▶ Task statement
Copy the data from the line containing "Would you be able to point at the tree in" down through the line containing "Would you be able to point at the wooden fence", replacing "grass field" with "pasture" and keeping everything else as it is. Return only those lines.

▶ Records provided
------------------------------
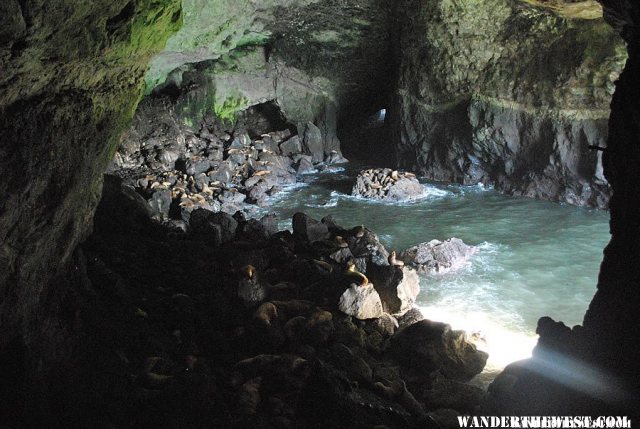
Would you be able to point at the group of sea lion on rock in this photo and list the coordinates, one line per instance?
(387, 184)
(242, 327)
------------------------------
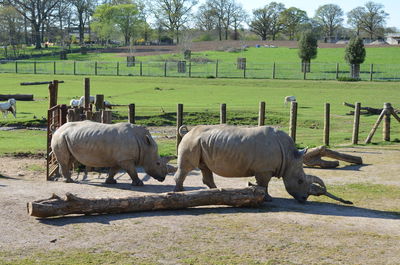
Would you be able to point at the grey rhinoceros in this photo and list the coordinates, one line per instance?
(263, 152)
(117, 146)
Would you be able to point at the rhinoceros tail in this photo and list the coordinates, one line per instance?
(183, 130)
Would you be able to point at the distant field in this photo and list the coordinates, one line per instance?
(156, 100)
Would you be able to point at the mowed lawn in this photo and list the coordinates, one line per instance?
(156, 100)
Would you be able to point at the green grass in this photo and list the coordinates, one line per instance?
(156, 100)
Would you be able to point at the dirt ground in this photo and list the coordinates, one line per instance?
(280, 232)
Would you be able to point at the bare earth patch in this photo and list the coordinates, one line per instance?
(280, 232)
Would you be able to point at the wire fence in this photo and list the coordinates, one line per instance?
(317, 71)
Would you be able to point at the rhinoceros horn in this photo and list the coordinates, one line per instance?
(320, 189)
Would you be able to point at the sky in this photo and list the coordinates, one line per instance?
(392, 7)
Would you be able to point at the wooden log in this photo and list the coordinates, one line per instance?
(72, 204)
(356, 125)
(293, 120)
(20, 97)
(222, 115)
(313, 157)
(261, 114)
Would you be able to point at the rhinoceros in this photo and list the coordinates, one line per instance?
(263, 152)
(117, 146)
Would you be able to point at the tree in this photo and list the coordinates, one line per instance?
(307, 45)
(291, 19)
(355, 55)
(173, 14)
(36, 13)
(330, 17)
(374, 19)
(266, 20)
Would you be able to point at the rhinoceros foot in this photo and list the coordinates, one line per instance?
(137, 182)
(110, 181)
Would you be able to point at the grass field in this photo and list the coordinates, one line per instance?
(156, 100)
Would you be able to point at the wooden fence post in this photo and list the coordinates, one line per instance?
------------------------------
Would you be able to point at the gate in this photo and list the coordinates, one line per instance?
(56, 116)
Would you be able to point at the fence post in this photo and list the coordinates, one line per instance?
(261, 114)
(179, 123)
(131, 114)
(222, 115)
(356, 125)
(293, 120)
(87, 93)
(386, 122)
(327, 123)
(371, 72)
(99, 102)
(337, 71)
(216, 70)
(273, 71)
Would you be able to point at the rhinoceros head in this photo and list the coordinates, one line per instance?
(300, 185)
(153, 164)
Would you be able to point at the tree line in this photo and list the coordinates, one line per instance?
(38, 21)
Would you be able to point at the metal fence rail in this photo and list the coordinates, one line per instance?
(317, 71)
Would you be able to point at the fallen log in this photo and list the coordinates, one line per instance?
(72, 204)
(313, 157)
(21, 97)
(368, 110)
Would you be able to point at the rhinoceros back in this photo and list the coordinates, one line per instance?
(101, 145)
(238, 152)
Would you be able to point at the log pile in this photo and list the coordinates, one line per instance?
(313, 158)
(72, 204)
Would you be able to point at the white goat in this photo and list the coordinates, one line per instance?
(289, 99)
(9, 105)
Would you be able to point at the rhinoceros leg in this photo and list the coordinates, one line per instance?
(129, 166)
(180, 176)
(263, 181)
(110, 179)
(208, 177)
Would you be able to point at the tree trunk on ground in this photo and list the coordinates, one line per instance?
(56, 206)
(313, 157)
------------------------------
▶ Worked solution
Would you be able to point at the tree in this photo and list the coordinates, one line per instance?
(307, 45)
(291, 19)
(355, 55)
(173, 14)
(36, 13)
(330, 17)
(374, 19)
(266, 20)
Would you be able to point at the rhinoceros foot in this photo and list the coordinates, one line per instance?
(137, 182)
(110, 181)
Would you be able to point at the pasture in this photo and list the coordinates, one line per instance?
(156, 100)
Would you be able to point at the wooden fence post in this photo and list the coordinates, one line per instance?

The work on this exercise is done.